## Work to be completed
Omit any picture, and return the remaining data exactly as written.

Data records
[Start of Attachment]
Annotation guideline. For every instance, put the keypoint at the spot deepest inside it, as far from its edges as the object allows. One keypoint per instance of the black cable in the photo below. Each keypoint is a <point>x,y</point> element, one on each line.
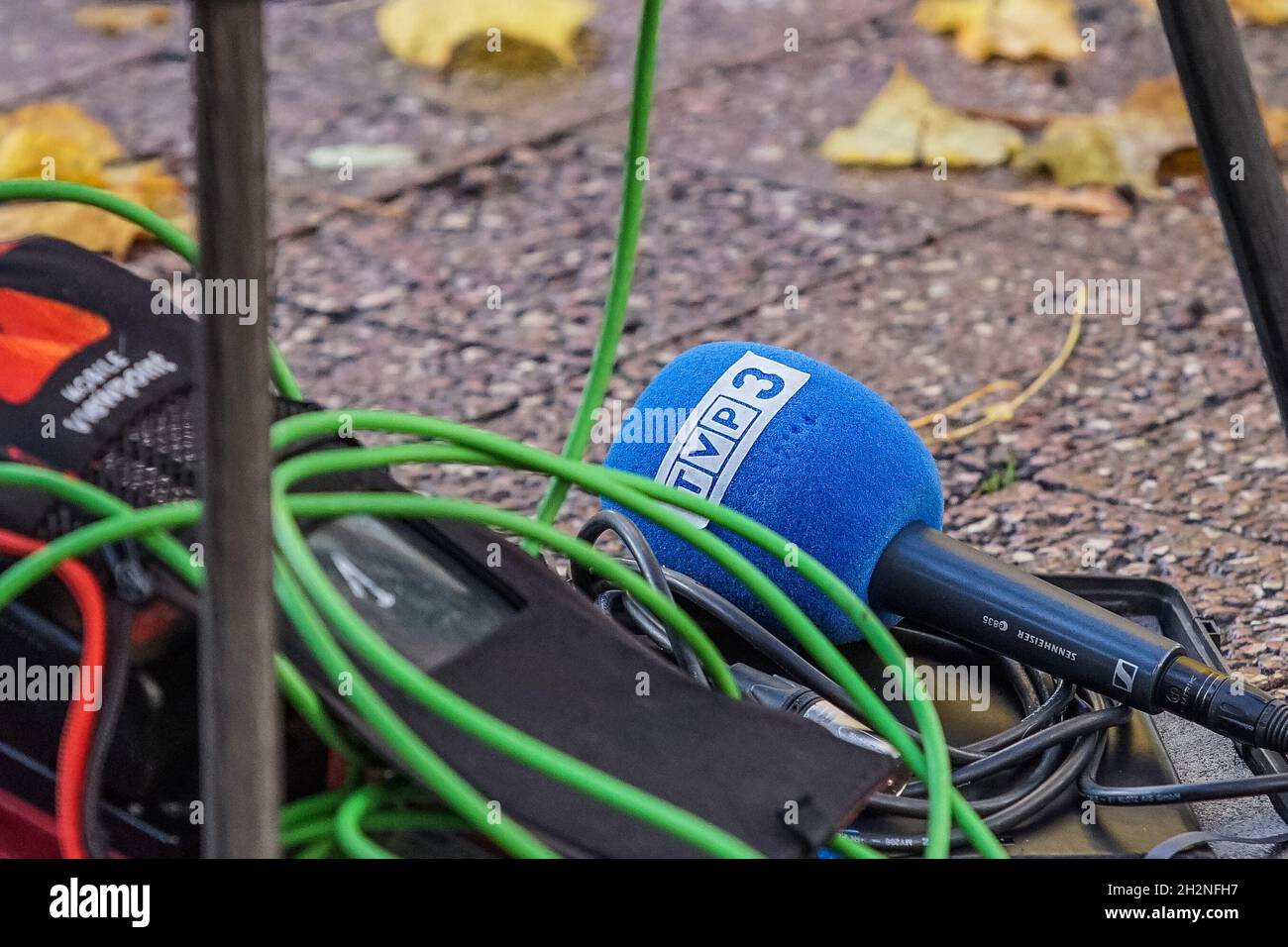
<point>116,681</point>
<point>1059,742</point>
<point>631,538</point>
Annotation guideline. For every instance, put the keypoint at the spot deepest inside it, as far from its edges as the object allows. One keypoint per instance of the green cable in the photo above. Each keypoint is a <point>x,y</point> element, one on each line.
<point>630,489</point>
<point>168,235</point>
<point>110,502</point>
<point>402,740</point>
<point>124,521</point>
<point>441,699</point>
<point>355,819</point>
<point>604,357</point>
<point>323,848</point>
<point>39,189</point>
<point>310,808</point>
<point>300,609</point>
<point>309,706</point>
<point>348,826</point>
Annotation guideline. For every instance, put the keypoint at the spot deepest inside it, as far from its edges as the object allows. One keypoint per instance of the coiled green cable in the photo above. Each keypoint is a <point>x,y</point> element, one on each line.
<point>150,526</point>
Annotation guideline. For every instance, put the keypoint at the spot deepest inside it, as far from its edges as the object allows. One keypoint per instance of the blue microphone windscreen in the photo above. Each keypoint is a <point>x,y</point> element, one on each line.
<point>793,444</point>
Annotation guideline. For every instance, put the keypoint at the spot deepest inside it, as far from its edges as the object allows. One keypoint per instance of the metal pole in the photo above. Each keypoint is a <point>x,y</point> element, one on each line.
<point>1240,166</point>
<point>241,738</point>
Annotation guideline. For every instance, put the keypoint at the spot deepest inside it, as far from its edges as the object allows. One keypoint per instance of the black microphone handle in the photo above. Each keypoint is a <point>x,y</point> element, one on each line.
<point>953,587</point>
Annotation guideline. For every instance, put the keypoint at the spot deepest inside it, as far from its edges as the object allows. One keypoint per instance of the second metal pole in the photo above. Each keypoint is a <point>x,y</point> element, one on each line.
<point>241,742</point>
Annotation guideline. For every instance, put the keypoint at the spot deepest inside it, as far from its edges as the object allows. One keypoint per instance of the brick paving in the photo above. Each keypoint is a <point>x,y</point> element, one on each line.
<point>1157,451</point>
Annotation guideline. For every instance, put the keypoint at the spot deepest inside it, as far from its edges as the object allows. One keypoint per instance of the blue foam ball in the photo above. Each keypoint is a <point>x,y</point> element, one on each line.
<point>835,470</point>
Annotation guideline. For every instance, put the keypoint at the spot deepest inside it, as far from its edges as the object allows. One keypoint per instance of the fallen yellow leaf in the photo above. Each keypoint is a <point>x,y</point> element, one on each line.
<point>1008,29</point>
<point>1263,12</point>
<point>1094,201</point>
<point>1128,145</point>
<point>903,125</point>
<point>121,18</point>
<point>426,33</point>
<point>55,141</point>
<point>54,129</point>
<point>89,227</point>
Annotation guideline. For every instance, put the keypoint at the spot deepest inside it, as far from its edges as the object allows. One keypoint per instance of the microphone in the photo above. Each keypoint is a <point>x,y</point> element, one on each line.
<point>825,463</point>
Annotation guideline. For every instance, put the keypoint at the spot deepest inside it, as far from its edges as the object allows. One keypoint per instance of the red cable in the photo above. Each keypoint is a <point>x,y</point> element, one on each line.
<point>78,731</point>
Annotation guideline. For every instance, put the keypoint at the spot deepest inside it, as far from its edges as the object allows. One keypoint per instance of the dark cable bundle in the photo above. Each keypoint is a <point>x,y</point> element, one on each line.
<point>1055,748</point>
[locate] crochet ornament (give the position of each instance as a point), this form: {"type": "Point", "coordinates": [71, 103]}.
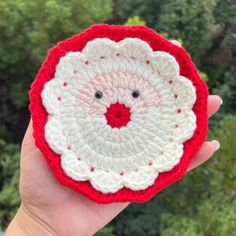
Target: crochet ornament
{"type": "Point", "coordinates": [118, 112]}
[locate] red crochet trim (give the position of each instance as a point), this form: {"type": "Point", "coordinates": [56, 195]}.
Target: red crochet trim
{"type": "Point", "coordinates": [117, 33]}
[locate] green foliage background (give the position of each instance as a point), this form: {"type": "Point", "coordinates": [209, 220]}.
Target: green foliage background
{"type": "Point", "coordinates": [203, 202]}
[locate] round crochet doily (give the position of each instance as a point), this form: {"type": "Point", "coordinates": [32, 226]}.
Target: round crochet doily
{"type": "Point", "coordinates": [118, 112]}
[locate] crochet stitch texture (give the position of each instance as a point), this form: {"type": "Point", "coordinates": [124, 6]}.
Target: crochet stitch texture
{"type": "Point", "coordinates": [118, 112]}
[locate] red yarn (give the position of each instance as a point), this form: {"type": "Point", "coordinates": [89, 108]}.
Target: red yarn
{"type": "Point", "coordinates": [117, 115]}
{"type": "Point", "coordinates": [117, 33]}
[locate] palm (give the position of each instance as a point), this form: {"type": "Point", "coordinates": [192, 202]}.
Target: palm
{"type": "Point", "coordinates": [67, 211]}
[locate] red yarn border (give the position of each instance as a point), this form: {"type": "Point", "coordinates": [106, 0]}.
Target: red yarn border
{"type": "Point", "coordinates": [117, 33]}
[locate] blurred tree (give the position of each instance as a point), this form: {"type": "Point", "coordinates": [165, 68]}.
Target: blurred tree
{"type": "Point", "coordinates": [202, 203]}
{"type": "Point", "coordinates": [28, 29]}
{"type": "Point", "coordinates": [9, 178]}
{"type": "Point", "coordinates": [189, 20]}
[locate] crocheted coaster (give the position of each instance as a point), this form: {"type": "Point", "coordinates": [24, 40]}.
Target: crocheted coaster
{"type": "Point", "coordinates": [118, 112]}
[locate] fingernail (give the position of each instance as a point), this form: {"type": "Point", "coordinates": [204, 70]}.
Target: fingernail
{"type": "Point", "coordinates": [216, 144]}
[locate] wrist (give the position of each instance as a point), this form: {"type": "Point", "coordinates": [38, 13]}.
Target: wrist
{"type": "Point", "coordinates": [25, 223]}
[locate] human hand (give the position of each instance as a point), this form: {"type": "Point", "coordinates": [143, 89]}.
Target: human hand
{"type": "Point", "coordinates": [48, 208]}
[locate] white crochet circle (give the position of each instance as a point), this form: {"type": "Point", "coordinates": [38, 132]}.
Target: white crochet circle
{"type": "Point", "coordinates": [161, 117]}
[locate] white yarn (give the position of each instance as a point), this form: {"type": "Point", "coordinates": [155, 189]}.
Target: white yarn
{"type": "Point", "coordinates": [161, 117]}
[End of Attachment]
## Task answer
Annotation guideline. For every instance, put the keypoint at the spot deepest inside it, as far from its edges as the object allows. One keypoint per instance of the black cable in the photo below. Each keypoint is a <point>x,y</point> element, one on each line.
<point>116,681</point>
<point>1059,742</point>
<point>631,538</point>
Annotation guideline. For every instance, put the keypoint at the spot deepest inside it, as far from its edges as the object allows. One keypoint per instance of the green cable in the photo above. Each keypoint is a <point>x,y</point> element, one on each line.
<point>630,489</point>
<point>168,235</point>
<point>110,502</point>
<point>402,740</point>
<point>124,521</point>
<point>441,699</point>
<point>355,819</point>
<point>604,357</point>
<point>323,848</point>
<point>39,189</point>
<point>310,808</point>
<point>300,609</point>
<point>309,706</point>
<point>348,826</point>
Annotation guideline. For every instance, put the keypoint at the spot deepest inside it, as far from its edges as the object allows. One keypoint per instance of the coiled green cable in the photo above. Each keypoint is a <point>x,y</point> element, one on each line.
<point>150,526</point>
Annotation guideline. For every instance, put the keypoint at the spot deepest inside it, as far from its edges as the object allows. One keypoint per instance of the blue microphone windscreen in the photo above. Each keypoint is a <point>x,y</point> element, one on each line.
<point>793,444</point>
Annotation guideline. For every instance, put the keypoint at the spot deepest inside it, as far from its edges as the object allows. One keypoint per instance of the metal pole in the photo above. Each keypoint is a <point>x,y</point> element, one on each line.
<point>1240,166</point>
<point>241,738</point>
Annotation guideline. For every instance, put the keypoint at the spot deepest inside it, as far from its edges as the object allows. One keypoint per instance of the black microphone handle in the photo above. Each keypoint is a <point>x,y</point> element, one on each line.
<point>953,587</point>
Annotation guideline. For every instance, put the keypoint at the spot deepest inside it, as far from its edges as the object allows. One keypoint per instance of the second metal pole in the photo above. Each keypoint is a <point>x,y</point> element, one on each line.
<point>241,742</point>
Annotation guideline. For every instance, put the keypoint at the spot deepest inside it, as far from its edges as the object allows. One keypoint per instance of the brick paving in the photo above. Each keypoint is a <point>x,y</point> element, one on each line.
<point>1157,451</point>
Annotation guideline. For every instance, put the keypoint at the spot deepest inside it, as far from its edges as the object allows. One keypoint per instance of the blue foam ball in the photo above. Each keypoint is a <point>x,y</point> element, one on each line.
<point>835,470</point>
Annotation guideline. For every instance, put the keypoint at the spot deepest inside it, as far from its edges as the object allows. One keypoint per instance of the fallen yellow leaf in the photo above. Each keypoint is a <point>x,y</point> element, one on each line.
<point>1008,29</point>
<point>1263,12</point>
<point>1094,201</point>
<point>1128,145</point>
<point>903,125</point>
<point>121,18</point>
<point>426,33</point>
<point>55,141</point>
<point>54,129</point>
<point>89,227</point>
Annotation guideline. For every instance, put the keypoint at the spot deepest inside it, as far from its edges as the object allows. One keypoint per instance of the microphone in the photo above. Each keypoint is a <point>x,y</point> element, one on each line.
<point>825,463</point>
Annotation guideline. For every instance, put the keypoint at the spot deepest inside it, as far from its edges as the object allows. One keypoint per instance of the red cable in the photo above. Each keypoint is a <point>x,y</point> element, one on each line.
<point>78,731</point>
Annotation guideline. For every instance, put the keypoint at the spot deepest inside it, as far from its edges as the object allows. One keypoint per instance of the dark cable bundle in the photo above. Each keypoint is a <point>x,y</point> element, one on each line.
<point>1055,748</point>
[locate] crochet ornament (give the position of each instance as a point), this form: {"type": "Point", "coordinates": [71, 103]}.
Target: crochet ornament
{"type": "Point", "coordinates": [118, 112]}
[locate] red crochet trim (give the position of each instance as a point), this form: {"type": "Point", "coordinates": [56, 195]}.
Target: red crochet trim
{"type": "Point", "coordinates": [117, 33]}
[locate] green foliage background (give the position of each instance as a point), this form: {"type": "Point", "coordinates": [209, 220]}.
Target: green foliage background
{"type": "Point", "coordinates": [203, 202]}
[locate] round crochet doily (give the position of each instance as a point), this form: {"type": "Point", "coordinates": [32, 226]}.
Target: round crochet doily
{"type": "Point", "coordinates": [118, 112]}
[locate] crochet stitch texture (give the position of each instance as a point), this form: {"type": "Point", "coordinates": [124, 6]}.
Target: crochet stitch texture
{"type": "Point", "coordinates": [118, 112]}
[locate] red yarn (give the position of each instance as a point), this form: {"type": "Point", "coordinates": [89, 108]}.
Target: red yarn
{"type": "Point", "coordinates": [117, 115]}
{"type": "Point", "coordinates": [117, 33]}
[locate] palm (give the position of each instance as a point), this form: {"type": "Point", "coordinates": [192, 202]}.
Target: palm
{"type": "Point", "coordinates": [67, 211]}
[locate] red yarn border (give the position of each instance as a point), this form: {"type": "Point", "coordinates": [106, 0]}.
Target: red yarn border
{"type": "Point", "coordinates": [117, 33]}
[locate] blurred tree (give the position of each instance as a point), this form: {"type": "Point", "coordinates": [165, 68]}.
Target: blurred tree
{"type": "Point", "coordinates": [202, 203]}
{"type": "Point", "coordinates": [28, 29]}
{"type": "Point", "coordinates": [9, 178]}
{"type": "Point", "coordinates": [189, 20]}
[locate] crocheted coaster (give the position of each instance as a point), this form: {"type": "Point", "coordinates": [24, 40]}.
Target: crocheted coaster
{"type": "Point", "coordinates": [118, 112]}
[locate] fingernail (give the position of each instance as a point), this form: {"type": "Point", "coordinates": [204, 70]}.
Target: fingernail
{"type": "Point", "coordinates": [216, 144]}
[locate] wrist (give the position of each instance as a point), this form: {"type": "Point", "coordinates": [38, 13]}.
Target: wrist
{"type": "Point", "coordinates": [25, 223]}
[locate] human hand (give the position of each instance as a point), this form: {"type": "Point", "coordinates": [143, 89]}.
Target: human hand
{"type": "Point", "coordinates": [48, 208]}
[locate] white crochet circle (give the position of each instance as a point), this form: {"type": "Point", "coordinates": [38, 132]}.
Target: white crochet circle
{"type": "Point", "coordinates": [161, 117]}
[locate] white yarn (give the position of each instance as a point), this form: {"type": "Point", "coordinates": [155, 189]}.
Target: white yarn
{"type": "Point", "coordinates": [161, 117]}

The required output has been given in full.